[PROBLEM TO WORK ON]
Please render the data below as a Markdown table with the columns Row and Line, giving each non-blank line its own numbered row.

▬▬▬

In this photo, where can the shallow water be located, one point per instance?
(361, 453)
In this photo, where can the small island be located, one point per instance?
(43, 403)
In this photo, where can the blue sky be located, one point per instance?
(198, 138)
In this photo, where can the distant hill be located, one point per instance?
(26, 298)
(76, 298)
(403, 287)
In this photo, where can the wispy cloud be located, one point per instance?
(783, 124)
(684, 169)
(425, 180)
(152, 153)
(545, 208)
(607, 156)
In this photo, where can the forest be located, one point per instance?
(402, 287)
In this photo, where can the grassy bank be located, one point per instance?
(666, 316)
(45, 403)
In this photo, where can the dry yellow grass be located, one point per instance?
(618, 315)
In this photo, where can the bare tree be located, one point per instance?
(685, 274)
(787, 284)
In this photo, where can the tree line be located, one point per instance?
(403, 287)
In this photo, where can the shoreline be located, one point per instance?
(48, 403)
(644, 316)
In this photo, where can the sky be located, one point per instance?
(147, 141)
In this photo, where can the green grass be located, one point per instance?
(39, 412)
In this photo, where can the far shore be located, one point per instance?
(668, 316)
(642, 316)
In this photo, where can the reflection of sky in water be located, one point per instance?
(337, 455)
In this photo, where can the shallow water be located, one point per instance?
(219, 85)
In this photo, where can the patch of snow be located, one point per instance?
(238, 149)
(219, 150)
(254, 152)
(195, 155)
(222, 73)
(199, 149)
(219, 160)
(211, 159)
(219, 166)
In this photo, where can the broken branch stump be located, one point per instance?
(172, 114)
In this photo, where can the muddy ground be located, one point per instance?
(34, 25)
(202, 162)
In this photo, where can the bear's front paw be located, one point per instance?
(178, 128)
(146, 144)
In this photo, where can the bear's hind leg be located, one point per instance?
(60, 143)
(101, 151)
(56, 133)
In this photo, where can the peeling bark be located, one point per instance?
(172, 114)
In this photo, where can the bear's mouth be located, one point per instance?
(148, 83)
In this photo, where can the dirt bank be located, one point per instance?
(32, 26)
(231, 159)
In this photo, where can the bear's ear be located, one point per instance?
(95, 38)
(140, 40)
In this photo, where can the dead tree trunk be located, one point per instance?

▬▬▬

[WRITTEN RESPONSE]
| Row | Line |
|---|---|
| 1 | In this photo, where can the shallow water be located, one point per instance? |
| 2 | (361, 453) |
| 3 | In this photo, where can the small island be located, one point per instance? |
| 4 | (43, 403) |
| 5 | In this photo, where can the blue sky be located, one point per instance? |
| 6 | (198, 138) |
| 7 | In this photo, where can the distant hill be located, one point per instance? |
| 8 | (26, 298) |
| 9 | (76, 298) |
| 10 | (403, 287) |
| 11 | In this photo, where can the wispy cloud be located, one point per instance? |
| 12 | (783, 124) |
| 13 | (684, 169) |
| 14 | (425, 180) |
| 15 | (152, 153) |
| 16 | (545, 208) |
| 17 | (607, 156) |
| 18 | In this photo, where can the forest be located, one point per instance? |
| 19 | (402, 287) |
| 20 | In this photo, where can the grassy bank be located, one point per instance? |
| 21 | (666, 316) |
| 22 | (45, 403) |
| 23 | In this photo, where can the dry yellow grass be located, one point per instance? |
| 24 | (618, 315) |
| 25 | In this photo, where can the bare tree be located, one point per instance? |
| 26 | (685, 274) |
| 27 | (787, 284) |
| 28 | In this photo, where can the tree line be located, one point per instance? |
| 29 | (403, 287) |
| 30 | In this photo, where can the shoreline be located, one point per instance? |
| 31 | (48, 403) |
| 32 | (644, 316) |
| 33 | In this photo, where can the sky be located, one point per instance? |
| 34 | (147, 141) |
| 35 | In this photo, where can the green grass be located, one point per instance? |
| 36 | (39, 412) |
| 37 | In this photo, where can the far shore be located, one point per instance? |
| 38 | (668, 316) |
| 39 | (642, 316) |
| 40 | In this photo, where can the reflection of sky in water be located, one point per instance? |
| 41 | (337, 455) |
| 42 | In this photo, where can the shallow water be located, one point per instance? |
| 43 | (219, 85) |
| 44 | In this photo, where can the patch of snow be located, one point per instance? |
| 45 | (238, 149) |
| 46 | (219, 150) |
| 47 | (254, 152) |
| 48 | (195, 155) |
| 49 | (222, 73) |
| 50 | (199, 149) |
| 51 | (219, 160) |
| 52 | (211, 159) |
| 53 | (219, 166) |
| 54 | In this photo, where can the broken branch stump be located, one point per instance? |
| 55 | (172, 114) |
| 56 | In this photo, where can the muddy ground be located, one point per instance? |
| 57 | (34, 25) |
| 58 | (202, 162) |
| 59 | In this photo, where can the bear's front paw be located, one point per instance? |
| 60 | (178, 128) |
| 61 | (146, 144) |
| 62 | In this photo, where can the bear's hind leg be located, one point per instance? |
| 63 | (60, 143) |
| 64 | (101, 151) |
| 65 | (56, 133) |
| 66 | In this photo, where can the peeling bark be located, one point per instance? |
| 67 | (172, 114) |
| 68 | In this photo, where can the bear's mouth be located, one point per instance? |
| 69 | (148, 83) |
| 70 | In this photo, where can the dirt bank be located, one point per instance? |
| 71 | (32, 26) |
| 72 | (231, 159) |
| 73 | In this photo, where can the bear's ear be located, one point per instance? |
| 74 | (95, 38) |
| 75 | (140, 40) |
| 76 | In this photo, where can the dead tree trunk be located, one point per instance? |